Requirements:
Count the lines below that contain the string "door", treating case as significant, and give only that number.

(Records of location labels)
■ ■ ■ ■ ■ ■ ■
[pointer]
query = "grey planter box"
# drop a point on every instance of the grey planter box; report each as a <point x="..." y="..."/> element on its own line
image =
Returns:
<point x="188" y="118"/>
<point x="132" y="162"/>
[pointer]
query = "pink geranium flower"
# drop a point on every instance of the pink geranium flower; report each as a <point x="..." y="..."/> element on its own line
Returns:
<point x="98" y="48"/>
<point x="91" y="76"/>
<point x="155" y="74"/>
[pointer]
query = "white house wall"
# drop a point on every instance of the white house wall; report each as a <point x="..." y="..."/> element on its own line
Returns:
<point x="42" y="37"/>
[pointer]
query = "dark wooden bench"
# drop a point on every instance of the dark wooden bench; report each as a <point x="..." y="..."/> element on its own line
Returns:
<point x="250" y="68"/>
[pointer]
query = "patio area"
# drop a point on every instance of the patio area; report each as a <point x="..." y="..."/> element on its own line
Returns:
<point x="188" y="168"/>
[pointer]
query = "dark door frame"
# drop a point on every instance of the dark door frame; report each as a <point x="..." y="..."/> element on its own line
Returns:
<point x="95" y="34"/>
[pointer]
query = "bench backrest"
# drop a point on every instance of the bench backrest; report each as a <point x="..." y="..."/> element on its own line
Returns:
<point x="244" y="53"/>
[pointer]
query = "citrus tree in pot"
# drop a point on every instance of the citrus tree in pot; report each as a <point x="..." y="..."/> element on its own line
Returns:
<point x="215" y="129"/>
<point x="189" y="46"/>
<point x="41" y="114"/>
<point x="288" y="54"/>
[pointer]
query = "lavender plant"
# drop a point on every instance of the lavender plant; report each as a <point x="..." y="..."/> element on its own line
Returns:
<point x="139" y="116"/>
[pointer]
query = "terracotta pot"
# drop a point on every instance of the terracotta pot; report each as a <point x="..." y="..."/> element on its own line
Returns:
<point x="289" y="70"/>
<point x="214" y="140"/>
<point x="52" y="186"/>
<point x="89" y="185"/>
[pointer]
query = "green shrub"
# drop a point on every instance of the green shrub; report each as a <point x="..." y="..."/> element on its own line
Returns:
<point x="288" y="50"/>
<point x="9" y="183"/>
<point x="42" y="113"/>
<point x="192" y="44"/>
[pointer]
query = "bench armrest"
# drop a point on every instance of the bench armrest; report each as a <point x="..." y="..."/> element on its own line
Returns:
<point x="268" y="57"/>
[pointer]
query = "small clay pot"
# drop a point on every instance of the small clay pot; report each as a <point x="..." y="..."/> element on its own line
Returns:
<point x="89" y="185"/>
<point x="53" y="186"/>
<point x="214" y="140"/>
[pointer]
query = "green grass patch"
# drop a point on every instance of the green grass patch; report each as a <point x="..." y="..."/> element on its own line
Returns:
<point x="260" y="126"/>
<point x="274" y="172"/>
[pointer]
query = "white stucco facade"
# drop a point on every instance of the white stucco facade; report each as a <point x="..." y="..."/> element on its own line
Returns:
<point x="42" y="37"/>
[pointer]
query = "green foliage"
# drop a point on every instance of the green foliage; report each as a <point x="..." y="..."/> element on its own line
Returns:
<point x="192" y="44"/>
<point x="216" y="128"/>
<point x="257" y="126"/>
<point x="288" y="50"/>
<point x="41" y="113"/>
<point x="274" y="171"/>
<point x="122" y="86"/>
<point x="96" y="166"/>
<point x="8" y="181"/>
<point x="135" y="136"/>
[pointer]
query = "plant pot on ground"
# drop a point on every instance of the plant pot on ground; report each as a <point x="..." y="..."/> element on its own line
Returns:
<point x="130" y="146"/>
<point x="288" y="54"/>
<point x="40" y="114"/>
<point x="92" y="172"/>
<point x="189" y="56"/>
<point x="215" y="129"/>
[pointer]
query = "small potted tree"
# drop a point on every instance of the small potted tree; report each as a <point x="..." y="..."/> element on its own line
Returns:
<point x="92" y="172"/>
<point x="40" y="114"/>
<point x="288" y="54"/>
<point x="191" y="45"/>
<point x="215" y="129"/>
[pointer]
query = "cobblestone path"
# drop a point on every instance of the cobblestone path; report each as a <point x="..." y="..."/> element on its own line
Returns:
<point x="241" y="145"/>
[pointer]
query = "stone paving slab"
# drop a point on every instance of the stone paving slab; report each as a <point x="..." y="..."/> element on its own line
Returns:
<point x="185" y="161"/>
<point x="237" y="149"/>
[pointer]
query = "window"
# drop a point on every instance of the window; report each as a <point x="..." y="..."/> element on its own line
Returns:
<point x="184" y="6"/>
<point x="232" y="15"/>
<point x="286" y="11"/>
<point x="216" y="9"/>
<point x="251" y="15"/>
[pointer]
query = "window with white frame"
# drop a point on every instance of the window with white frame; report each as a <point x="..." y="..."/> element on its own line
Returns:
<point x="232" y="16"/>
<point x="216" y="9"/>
■ ■ ■ ■ ■ ■ ■
Finished task:
2